When the movie is locked in that ball turret, that’s when Shadow in the Cloud is at its best and presents an intriguing degree of potential before flaming out into self-parody. There are some genuinely well-wrought moments in that small space, and the natural tension of a woman on an all-male crew is enough to establish a dividing line of suspicion for the dismissive men. The director is also at her best during these sequences and finding resourceful use of her small space to still tell her story and reflect the dilemma of our protagonist. There’s a satisfying problem-solution plot formula to employ. There are a few mysteries to ponder, like why does Maude have a gun, what’s put her arm in a sling, what is her mission, and what is in that package she swears is more important than anything else? It’s enough to hold your intrigue while the men coalesce into a chorus of harassing voices interrogating her as their captive. She’s in such a vulnerable position and the movie can play up paranoia, vertigo, and claustrophobia all together to really ratchet up our fraying nerves. As the movie settled into this tight setting, I accepted that it might just be nothing more than a cost-effective contained thriller, and that excited me because it felt like the filmmakers were finding ways to make that idea work. I started getting visions of the last contained thriller that really knocked my proverbial socks off, 2010’s Buried. Alas, I was never taken with the silly gremlin aspect of the screenplay and how easily forgotten it becomes. This killer gremlin just sort of comes and goes whenever the story needs a convenient extra dash of blood. It’s likely what got the movie sold as a pitch but the first thing I wish had been removed.

..........

▶ **Your task**:
In the Shadow in the Cloud review, which film does the reviewer name as the last contained thriller that really impressed them? The records that follow aren't needed for the task.

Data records
..........

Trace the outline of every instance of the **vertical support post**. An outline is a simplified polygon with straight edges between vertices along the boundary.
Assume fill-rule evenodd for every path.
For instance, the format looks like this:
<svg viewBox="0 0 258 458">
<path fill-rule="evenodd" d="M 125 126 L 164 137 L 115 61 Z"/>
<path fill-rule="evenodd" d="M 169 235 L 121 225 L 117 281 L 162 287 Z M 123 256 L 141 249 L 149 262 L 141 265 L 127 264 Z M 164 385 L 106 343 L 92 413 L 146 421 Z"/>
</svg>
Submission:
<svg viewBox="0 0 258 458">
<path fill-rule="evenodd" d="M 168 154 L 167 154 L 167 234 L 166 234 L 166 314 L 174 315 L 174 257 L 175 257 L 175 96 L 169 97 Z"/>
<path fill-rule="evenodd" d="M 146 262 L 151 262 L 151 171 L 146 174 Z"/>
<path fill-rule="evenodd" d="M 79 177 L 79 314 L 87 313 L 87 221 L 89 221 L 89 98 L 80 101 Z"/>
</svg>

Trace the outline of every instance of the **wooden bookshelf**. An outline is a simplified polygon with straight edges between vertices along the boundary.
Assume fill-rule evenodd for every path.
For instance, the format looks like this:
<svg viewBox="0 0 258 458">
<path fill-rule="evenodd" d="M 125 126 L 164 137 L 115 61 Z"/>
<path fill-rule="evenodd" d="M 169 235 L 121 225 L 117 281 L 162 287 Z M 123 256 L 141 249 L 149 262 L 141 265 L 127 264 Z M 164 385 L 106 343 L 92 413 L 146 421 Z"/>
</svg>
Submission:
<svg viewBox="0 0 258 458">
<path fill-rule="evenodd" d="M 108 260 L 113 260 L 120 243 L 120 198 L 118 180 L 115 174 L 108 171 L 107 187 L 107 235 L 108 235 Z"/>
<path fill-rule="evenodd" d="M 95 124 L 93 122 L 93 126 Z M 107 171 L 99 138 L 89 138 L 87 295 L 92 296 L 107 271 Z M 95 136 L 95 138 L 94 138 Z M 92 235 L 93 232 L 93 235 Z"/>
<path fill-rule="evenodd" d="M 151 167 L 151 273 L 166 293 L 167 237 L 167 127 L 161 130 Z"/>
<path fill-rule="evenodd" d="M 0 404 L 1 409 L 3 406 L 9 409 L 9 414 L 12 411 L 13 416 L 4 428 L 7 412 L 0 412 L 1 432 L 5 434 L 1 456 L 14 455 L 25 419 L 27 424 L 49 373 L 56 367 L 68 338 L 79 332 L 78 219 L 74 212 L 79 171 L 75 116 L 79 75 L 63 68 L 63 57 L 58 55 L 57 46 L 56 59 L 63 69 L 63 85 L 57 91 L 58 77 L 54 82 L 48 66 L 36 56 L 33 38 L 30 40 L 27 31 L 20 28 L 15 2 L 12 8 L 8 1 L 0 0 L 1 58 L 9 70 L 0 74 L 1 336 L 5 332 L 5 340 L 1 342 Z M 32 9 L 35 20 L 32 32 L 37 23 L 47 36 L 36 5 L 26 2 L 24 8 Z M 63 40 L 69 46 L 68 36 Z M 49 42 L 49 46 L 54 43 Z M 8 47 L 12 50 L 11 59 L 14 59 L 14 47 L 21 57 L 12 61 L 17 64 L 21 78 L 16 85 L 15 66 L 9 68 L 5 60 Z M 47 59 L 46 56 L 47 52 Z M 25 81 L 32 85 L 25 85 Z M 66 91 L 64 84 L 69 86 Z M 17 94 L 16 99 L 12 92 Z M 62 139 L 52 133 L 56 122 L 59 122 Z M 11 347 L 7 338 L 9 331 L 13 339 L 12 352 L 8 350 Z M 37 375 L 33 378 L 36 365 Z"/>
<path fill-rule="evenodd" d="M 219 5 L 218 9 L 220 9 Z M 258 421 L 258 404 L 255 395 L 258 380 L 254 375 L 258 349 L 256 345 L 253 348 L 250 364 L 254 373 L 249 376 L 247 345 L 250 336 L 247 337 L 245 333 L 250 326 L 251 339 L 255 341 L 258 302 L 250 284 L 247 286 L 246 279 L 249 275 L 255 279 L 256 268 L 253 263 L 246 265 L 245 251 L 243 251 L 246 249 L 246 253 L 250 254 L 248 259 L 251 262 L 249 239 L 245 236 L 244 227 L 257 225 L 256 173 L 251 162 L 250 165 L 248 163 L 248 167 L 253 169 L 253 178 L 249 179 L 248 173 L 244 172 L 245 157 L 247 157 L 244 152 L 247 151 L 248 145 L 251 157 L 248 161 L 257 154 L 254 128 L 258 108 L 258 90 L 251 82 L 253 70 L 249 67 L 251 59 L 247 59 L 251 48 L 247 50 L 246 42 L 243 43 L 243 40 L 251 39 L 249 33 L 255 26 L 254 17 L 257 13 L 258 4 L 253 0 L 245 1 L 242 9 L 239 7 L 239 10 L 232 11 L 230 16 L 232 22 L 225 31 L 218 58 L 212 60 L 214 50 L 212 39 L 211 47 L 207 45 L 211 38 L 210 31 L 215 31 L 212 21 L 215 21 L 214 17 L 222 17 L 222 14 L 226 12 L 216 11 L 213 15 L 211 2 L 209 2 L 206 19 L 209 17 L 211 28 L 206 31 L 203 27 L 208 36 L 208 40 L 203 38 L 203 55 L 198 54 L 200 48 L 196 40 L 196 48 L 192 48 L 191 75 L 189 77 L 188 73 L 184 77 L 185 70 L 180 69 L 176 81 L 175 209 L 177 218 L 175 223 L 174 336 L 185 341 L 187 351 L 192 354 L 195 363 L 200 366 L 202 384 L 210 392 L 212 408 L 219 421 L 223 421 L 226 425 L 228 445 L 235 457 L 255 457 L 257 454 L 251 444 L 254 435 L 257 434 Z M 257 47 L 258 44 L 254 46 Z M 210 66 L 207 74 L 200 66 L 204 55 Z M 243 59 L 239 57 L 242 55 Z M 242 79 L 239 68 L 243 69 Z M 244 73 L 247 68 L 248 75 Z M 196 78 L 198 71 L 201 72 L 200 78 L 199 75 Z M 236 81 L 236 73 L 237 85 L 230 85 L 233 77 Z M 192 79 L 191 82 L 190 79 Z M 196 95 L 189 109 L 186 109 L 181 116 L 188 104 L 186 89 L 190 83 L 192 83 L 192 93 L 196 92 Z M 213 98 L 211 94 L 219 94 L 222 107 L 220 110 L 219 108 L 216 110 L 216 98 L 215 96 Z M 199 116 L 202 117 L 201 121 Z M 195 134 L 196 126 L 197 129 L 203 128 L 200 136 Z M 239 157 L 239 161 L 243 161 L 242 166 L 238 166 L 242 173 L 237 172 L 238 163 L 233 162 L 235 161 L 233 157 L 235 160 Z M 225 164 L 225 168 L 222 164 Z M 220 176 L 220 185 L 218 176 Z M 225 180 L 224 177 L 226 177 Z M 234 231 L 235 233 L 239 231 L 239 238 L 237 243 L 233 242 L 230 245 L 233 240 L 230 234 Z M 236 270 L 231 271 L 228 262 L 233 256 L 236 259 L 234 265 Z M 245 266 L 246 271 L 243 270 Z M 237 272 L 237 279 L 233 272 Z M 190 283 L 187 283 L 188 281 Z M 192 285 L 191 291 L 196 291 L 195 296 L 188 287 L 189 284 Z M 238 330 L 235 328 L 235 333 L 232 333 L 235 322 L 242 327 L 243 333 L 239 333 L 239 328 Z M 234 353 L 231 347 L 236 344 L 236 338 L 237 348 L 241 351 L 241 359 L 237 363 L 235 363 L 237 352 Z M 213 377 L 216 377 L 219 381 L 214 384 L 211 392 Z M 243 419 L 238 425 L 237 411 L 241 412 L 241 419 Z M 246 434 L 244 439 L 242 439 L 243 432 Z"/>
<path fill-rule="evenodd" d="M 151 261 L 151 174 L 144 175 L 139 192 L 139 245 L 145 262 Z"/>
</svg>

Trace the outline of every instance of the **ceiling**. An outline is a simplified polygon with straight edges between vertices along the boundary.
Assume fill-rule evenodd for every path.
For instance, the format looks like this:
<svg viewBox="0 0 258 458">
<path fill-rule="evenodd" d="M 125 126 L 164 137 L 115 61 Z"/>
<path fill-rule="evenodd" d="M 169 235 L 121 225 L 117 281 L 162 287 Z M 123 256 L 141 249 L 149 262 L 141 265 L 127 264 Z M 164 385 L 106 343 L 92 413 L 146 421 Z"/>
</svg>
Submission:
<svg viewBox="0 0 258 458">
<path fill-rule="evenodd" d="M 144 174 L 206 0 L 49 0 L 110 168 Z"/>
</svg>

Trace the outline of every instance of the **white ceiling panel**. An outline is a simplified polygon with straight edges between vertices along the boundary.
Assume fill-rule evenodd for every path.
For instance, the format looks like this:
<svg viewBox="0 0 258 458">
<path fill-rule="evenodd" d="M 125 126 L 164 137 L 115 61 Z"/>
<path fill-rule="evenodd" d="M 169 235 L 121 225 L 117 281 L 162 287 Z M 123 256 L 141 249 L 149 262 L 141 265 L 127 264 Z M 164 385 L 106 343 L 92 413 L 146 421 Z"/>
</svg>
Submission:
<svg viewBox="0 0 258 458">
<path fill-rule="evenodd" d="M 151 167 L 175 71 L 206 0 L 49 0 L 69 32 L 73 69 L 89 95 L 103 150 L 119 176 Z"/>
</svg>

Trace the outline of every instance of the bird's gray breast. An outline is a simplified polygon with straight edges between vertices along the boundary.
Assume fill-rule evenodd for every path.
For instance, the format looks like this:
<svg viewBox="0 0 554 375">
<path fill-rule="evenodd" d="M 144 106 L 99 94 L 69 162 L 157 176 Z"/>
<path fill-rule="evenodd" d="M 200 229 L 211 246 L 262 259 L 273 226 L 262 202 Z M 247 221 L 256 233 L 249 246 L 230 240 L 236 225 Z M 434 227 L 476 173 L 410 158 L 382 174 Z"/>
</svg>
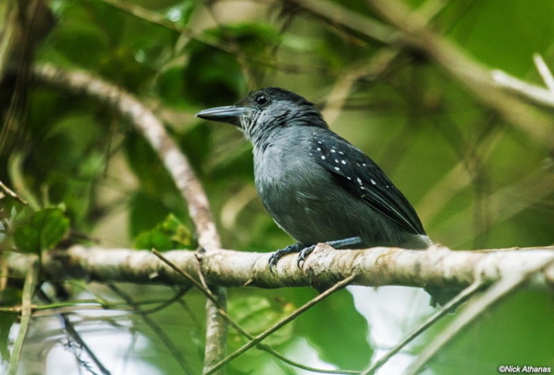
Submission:
<svg viewBox="0 0 554 375">
<path fill-rule="evenodd" d="M 330 176 L 310 155 L 312 142 L 295 132 L 254 149 L 256 185 L 265 208 L 282 229 L 306 245 L 341 237 L 336 232 L 341 213 L 328 194 Z"/>
</svg>

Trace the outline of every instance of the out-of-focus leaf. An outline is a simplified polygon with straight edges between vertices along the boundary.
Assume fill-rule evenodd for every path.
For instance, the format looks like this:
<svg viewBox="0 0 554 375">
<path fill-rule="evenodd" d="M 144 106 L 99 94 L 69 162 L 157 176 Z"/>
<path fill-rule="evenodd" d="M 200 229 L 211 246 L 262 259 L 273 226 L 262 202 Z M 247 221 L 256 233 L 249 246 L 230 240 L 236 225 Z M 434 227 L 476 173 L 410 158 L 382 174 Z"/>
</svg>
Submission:
<svg viewBox="0 0 554 375">
<path fill-rule="evenodd" d="M 2 363 L 10 360 L 10 329 L 17 320 L 17 315 L 8 313 L 0 313 L 0 356 Z"/>
<path fill-rule="evenodd" d="M 59 208 L 35 212 L 28 223 L 14 231 L 16 246 L 24 253 L 38 253 L 55 246 L 69 230 L 69 220 Z"/>
<path fill-rule="evenodd" d="M 316 293 L 305 288 L 287 289 L 284 295 L 296 309 Z M 352 295 L 346 290 L 335 293 L 300 315 L 294 322 L 294 331 L 307 339 L 323 360 L 339 368 L 361 369 L 368 365 L 373 354 L 367 340 L 367 320 L 354 307 Z"/>
<path fill-rule="evenodd" d="M 134 241 L 135 248 L 155 248 L 159 251 L 194 247 L 193 234 L 172 214 L 152 230 L 138 235 Z"/>
</svg>

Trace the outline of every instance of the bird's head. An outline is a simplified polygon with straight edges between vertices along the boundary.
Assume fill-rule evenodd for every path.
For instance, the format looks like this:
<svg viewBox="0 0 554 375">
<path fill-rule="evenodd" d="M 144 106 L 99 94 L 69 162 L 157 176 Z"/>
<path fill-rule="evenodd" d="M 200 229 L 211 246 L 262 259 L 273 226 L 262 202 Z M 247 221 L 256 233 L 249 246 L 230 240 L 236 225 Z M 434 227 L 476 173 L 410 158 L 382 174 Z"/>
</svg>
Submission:
<svg viewBox="0 0 554 375">
<path fill-rule="evenodd" d="M 235 105 L 204 109 L 196 116 L 238 127 L 255 146 L 271 139 L 278 129 L 328 127 L 314 103 L 276 87 L 252 91 Z"/>
</svg>

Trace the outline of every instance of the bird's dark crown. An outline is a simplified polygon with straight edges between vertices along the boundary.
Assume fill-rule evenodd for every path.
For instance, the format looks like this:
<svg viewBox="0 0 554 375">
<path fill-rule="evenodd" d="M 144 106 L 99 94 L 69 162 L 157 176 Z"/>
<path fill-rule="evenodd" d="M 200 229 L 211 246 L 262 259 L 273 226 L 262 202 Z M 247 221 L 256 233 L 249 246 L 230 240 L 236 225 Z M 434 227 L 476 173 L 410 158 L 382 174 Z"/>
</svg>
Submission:
<svg viewBox="0 0 554 375">
<path fill-rule="evenodd" d="M 250 93 L 249 93 L 244 99 L 242 99 L 238 102 L 235 106 L 248 107 L 251 105 L 255 105 L 256 104 L 256 98 L 261 95 L 267 95 L 270 100 L 290 102 L 291 103 L 298 106 L 315 109 L 315 104 L 314 104 L 314 103 L 312 102 L 307 100 L 304 98 L 293 93 L 292 91 L 289 91 L 288 90 L 280 89 L 280 87 L 266 87 L 265 89 L 260 89 L 259 90 L 251 91 Z"/>
<path fill-rule="evenodd" d="M 314 103 L 283 89 L 268 87 L 252 91 L 234 107 L 249 109 L 247 115 L 239 120 L 244 135 L 255 147 L 267 144 L 280 129 L 328 128 Z"/>
</svg>

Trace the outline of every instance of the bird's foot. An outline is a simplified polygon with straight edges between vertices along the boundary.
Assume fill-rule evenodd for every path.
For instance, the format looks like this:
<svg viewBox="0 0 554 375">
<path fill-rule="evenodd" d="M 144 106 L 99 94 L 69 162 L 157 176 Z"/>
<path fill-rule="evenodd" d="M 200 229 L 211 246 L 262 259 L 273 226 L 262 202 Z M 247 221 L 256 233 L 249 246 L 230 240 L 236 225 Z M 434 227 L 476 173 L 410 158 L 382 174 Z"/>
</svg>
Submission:
<svg viewBox="0 0 554 375">
<path fill-rule="evenodd" d="M 298 253 L 304 248 L 304 245 L 296 242 L 294 245 L 289 245 L 285 248 L 281 248 L 274 253 L 269 257 L 269 271 L 273 273 L 273 268 L 277 266 L 277 262 L 287 254 Z"/>
<path fill-rule="evenodd" d="M 306 258 L 308 257 L 308 255 L 312 254 L 312 252 L 314 251 L 314 248 L 316 248 L 316 246 L 312 245 L 310 247 L 302 249 L 302 250 L 300 252 L 300 254 L 298 254 L 298 259 L 296 260 L 296 266 L 298 268 L 301 268 L 300 262 L 306 260 Z"/>
<path fill-rule="evenodd" d="M 325 244 L 334 248 L 343 248 L 344 246 L 351 246 L 352 245 L 361 245 L 363 241 L 361 241 L 361 239 L 359 237 L 345 238 L 343 239 L 334 239 L 333 241 L 328 241 L 325 242 Z M 296 266 L 298 266 L 298 268 L 301 268 L 300 263 L 305 261 L 306 258 L 307 258 L 308 255 L 312 254 L 312 252 L 314 251 L 314 248 L 316 248 L 316 246 L 312 245 L 310 247 L 303 249 L 300 252 L 300 254 L 298 254 L 298 259 L 296 261 Z"/>
<path fill-rule="evenodd" d="M 336 239 L 334 241 L 328 241 L 325 242 L 330 246 L 334 248 L 341 248 L 344 246 L 351 246 L 352 245 L 361 245 L 362 244 L 361 239 L 358 237 L 345 238 L 343 239 Z M 310 255 L 314 249 L 316 248 L 315 245 L 312 245 L 305 248 L 304 245 L 300 242 L 297 242 L 294 245 L 289 245 L 285 248 L 278 250 L 269 257 L 269 271 L 273 273 L 274 267 L 277 265 L 277 262 L 283 256 L 291 253 L 300 253 L 298 254 L 298 259 L 296 260 L 296 266 L 301 268 L 301 262 L 306 260 L 308 255 Z"/>
</svg>

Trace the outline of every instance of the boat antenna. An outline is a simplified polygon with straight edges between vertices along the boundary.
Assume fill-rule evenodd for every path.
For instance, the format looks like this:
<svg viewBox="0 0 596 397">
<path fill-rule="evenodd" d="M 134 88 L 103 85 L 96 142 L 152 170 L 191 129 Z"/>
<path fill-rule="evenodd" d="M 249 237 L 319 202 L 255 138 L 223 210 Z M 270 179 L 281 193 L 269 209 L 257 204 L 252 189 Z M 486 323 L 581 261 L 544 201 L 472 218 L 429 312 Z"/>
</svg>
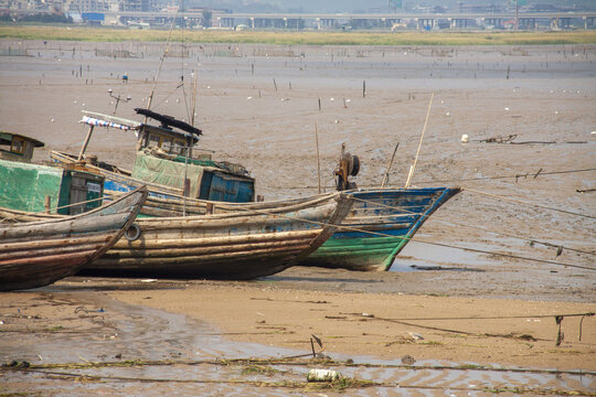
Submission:
<svg viewBox="0 0 596 397">
<path fill-rule="evenodd" d="M 168 56 L 168 53 L 170 52 L 170 44 L 172 40 L 172 32 L 175 26 L 175 20 L 178 19 L 178 14 L 180 12 L 180 9 L 182 8 L 183 0 L 180 0 L 180 6 L 175 10 L 175 14 L 172 18 L 172 24 L 170 25 L 170 32 L 168 33 L 168 41 L 166 42 L 166 50 L 163 50 L 163 54 L 161 55 L 161 61 L 159 62 L 158 73 L 156 75 L 156 79 L 153 81 L 153 87 L 151 88 L 151 93 L 149 94 L 149 99 L 147 100 L 147 110 L 151 110 L 151 101 L 153 100 L 153 95 L 156 93 L 157 83 L 159 82 L 159 75 L 161 74 L 161 67 L 163 66 L 163 61 L 166 61 L 166 57 Z M 143 124 L 147 124 L 147 116 L 145 116 Z"/>
</svg>

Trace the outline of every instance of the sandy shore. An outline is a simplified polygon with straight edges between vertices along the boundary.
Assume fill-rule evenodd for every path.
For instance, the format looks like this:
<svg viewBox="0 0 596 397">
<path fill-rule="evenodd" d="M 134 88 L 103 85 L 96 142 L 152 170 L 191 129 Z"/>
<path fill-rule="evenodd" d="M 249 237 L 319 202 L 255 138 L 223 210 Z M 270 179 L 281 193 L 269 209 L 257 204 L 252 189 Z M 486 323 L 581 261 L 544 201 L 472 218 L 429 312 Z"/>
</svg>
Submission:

..........

▶ **Exercise result**:
Buried, from 2010.